(Dataset excerpts on object pointing)

********************

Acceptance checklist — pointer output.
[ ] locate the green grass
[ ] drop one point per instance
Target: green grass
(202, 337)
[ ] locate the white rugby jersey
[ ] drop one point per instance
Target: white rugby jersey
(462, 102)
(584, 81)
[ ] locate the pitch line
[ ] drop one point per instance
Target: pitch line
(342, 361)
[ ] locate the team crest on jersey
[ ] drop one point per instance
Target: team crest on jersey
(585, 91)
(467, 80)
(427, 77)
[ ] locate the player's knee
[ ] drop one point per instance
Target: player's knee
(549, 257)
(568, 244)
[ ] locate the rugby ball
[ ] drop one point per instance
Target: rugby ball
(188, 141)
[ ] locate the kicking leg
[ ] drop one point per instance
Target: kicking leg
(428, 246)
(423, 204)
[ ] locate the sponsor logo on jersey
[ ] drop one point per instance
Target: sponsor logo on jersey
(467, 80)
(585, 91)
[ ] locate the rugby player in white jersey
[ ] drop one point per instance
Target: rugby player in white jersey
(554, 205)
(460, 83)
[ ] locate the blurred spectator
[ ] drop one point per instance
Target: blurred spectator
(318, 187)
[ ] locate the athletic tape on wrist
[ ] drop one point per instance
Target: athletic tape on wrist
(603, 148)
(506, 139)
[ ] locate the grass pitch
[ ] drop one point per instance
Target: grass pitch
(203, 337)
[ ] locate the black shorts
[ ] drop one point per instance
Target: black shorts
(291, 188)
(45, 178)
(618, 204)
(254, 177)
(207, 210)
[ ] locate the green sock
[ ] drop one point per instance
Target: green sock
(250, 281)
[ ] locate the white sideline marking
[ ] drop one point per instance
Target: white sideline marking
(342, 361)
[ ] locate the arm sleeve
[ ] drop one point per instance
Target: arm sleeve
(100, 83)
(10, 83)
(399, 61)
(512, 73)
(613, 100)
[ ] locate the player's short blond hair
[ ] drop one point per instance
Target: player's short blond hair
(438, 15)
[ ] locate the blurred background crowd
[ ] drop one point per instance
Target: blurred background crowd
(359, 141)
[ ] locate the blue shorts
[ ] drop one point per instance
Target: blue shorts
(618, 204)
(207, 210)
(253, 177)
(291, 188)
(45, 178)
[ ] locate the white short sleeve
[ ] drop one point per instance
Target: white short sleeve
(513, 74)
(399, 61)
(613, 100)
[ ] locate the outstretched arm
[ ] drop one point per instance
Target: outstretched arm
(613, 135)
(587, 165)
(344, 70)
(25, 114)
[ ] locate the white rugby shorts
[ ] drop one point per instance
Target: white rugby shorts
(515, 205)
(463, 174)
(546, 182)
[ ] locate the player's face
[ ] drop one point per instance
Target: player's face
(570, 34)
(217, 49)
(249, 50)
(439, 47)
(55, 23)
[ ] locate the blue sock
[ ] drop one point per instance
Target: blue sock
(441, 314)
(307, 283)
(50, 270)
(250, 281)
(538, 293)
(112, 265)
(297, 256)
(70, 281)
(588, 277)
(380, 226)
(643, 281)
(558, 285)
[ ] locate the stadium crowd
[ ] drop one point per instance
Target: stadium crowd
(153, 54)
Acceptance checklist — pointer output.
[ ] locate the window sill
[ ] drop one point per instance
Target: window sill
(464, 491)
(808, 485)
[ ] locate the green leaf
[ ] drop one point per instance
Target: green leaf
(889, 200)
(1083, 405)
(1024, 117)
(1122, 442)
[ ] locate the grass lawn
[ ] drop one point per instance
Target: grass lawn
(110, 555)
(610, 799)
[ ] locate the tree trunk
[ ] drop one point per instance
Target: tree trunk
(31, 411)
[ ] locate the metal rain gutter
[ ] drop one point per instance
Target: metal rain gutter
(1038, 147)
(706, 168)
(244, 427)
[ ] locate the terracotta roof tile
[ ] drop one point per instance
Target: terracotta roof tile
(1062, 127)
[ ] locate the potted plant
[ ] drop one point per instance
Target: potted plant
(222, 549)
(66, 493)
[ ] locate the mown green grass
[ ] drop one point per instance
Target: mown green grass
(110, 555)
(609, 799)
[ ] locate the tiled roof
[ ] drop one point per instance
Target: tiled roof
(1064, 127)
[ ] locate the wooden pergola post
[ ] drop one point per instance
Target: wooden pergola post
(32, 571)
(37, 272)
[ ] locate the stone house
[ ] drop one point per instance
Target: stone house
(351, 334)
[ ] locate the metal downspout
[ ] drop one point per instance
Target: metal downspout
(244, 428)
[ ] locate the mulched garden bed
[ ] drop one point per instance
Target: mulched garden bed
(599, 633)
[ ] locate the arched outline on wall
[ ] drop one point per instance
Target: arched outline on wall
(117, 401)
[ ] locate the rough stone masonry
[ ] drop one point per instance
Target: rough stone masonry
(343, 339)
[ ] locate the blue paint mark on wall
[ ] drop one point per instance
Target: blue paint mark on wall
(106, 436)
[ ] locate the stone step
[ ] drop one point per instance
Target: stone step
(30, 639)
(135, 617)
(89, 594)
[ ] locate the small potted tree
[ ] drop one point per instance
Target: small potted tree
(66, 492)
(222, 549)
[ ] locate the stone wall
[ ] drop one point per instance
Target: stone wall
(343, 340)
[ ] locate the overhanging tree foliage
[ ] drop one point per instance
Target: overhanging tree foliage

********************

*Required work*
Output an exact copy of each record.

*Correct output*
Acceptance checklist — pointer output.
[ ] locate the green grass
[ ] drop one point per instance
Target: green grass
(202, 337)
[ ] locate the white rugby jersey
[ ] drop one point per instance
Target: white rugby jersey
(462, 102)
(584, 81)
[ ] locate the pitch line
[ ] drop one point per instance
Target: pitch line
(342, 361)
[ ] locate the team crest on jersey
[ ] drop one point per instance
Target: team crest on jersey
(585, 91)
(467, 80)
(427, 77)
[ ] locate the player's knee
[ ] drop one point per instance
Target: player's knee
(549, 257)
(568, 244)
[ ] locate the rugby ball
[ ] drop one point per instance
Target: rugby ball
(188, 141)
[ ] locate the kicking leg
[ ] drop one point per instance
Target: kicking leg
(428, 246)
(423, 204)
[ ] locate the sponsor logo on jersey
[ ] drop one point per instance
Target: sponsor logo on jersey
(467, 80)
(585, 91)
[ ] locate the rugby player in white jersey
[ ] drop one point per instance
Target: rugby player in white jersey
(554, 205)
(460, 83)
[ ] locate the blurred spectator
[ ] drop one point per instance
Target: blurred spectator
(318, 187)
[ ] locate the athletic tape on wrist
[ ] drop one point per instance
Target: athletic tape on wrist
(603, 148)
(506, 139)
[ ] locate the grass pitch
[ ] drop one point per instance
Target: grass pitch
(203, 337)
[ ] locate the black shorts
[ ] drop one point per instance
Target: black shorts
(291, 188)
(45, 178)
(618, 204)
(254, 177)
(207, 210)
[ ] locate the green sock
[ ] drop one point per instance
Target: green sock
(250, 281)
[ ] locate the white sideline marking
[ ] drop one point per instance
Target: white sideline marking
(342, 361)
[ ] locate the arm sleeve
[ ] drop one point per instance
Target: arm sleeve
(100, 83)
(10, 83)
(399, 61)
(512, 73)
(613, 100)
[ ] locate the player's short blond hair
[ ] drop one point per instance
Target: player's short blond hair
(438, 15)
[ ] locate the blurred background crowd
[ ] drop one point per instance
Target: blurred background crowd
(359, 141)
[ ] locate the blue shorts
[ ] drop one point per instance
Target: blue shorts
(618, 204)
(207, 210)
(253, 177)
(291, 188)
(45, 178)
[ ] locate the white short sleeve
[ ] drop one point per instance
Target: white short sleeve
(513, 74)
(399, 61)
(613, 100)
[ ] locate the outstretched arm
[ ] drop one point per instance
Target: outstretched arm
(613, 135)
(587, 165)
(344, 70)
(25, 114)
[ ] locate the white rugby shorts
[ ] drop one point per instance
Target: white rugby shorts
(515, 205)
(463, 174)
(546, 182)
[ ] locate the player's face
[ ] drop one point per instance
Target: player's face
(570, 34)
(217, 49)
(249, 50)
(439, 47)
(55, 23)
[ ] locate the blue sock
[ ] drop one point per instance
Target: blue sock
(441, 314)
(307, 283)
(50, 270)
(250, 281)
(538, 293)
(112, 265)
(297, 256)
(70, 281)
(588, 277)
(380, 226)
(643, 281)
(558, 285)
[ ] locate the stadium crowd
[ ] drop one point per instance
Target: stadium crowd
(153, 54)
Acceptance checklist — pointer output.
[ ] locate the window sill
[ ] drop one point per instance
Target: window sill
(464, 491)
(808, 485)
[ ] locate the green leaf
[ ] drop one point per instance
Target: green leaf
(889, 200)
(1083, 405)
(1024, 117)
(1122, 442)
[ ] locate the grass lawn
[ ] drop one point per instance
Target: grass lawn
(110, 555)
(610, 799)
[ ] locate the tree trunk
[ ] drop one point per instance
Target: tree trunk
(31, 411)
[ ] locate the metal rain gutter
[ ] drop one point per instance
Target: metal rain gutter
(1038, 147)
(706, 168)
(244, 427)
[ ] locate the terracotta roof tile
[ ] drop one point per instance
Target: terracotta roof tile
(1062, 127)
[ ] locate the potted plant
[ ] drop one point per instance
Target: potted plant
(222, 549)
(66, 493)
[ ] locate the mown green grass
[ ] drop one point per instance
Target: mown green grass
(110, 555)
(609, 799)
[ ] locate the tiled roof
[ ] drop one point per instance
Target: tiled roof
(1064, 127)
[ ] locate the wooden pergola post
[ ] drop one point per instance
Target: wooden pergola post
(32, 571)
(37, 272)
[ ] locate the stone house
[ ] drop one point per instance
Target: stone house
(351, 334)
[ ] locate the metal downspout
[ ] drop one point per instance
Target: metal downspout
(244, 428)
[ ] locate the mulched garden bed
[ ] drop one point per instance
Target: mulched garden bed
(599, 633)
[ ] locate the arched outline on wall
[ ] drop one point per instance
Target: arched outline on wall
(117, 401)
[ ] locate the rough stone masonry
[ ] drop one point per instance
Target: rough stone masonry
(343, 339)
[ ] locate the blue paint mark on wall
[ ] drop one point per instance
Target: blue paint mark on wall
(106, 436)
[ ] locate the stone step
[ ] drop one point per instance
Target: stone step
(30, 639)
(135, 617)
(89, 594)
[ ] locate the small potted tree
[ ] drop one point per instance
Target: small potted tree
(66, 492)
(222, 549)
[ ] locate the stone wall
[ ] drop one point per instance
Target: stone wall
(343, 340)
[ ] locate the overhanging tree foliage
[ ] drop one point per instance
Target: overhanging tree foliage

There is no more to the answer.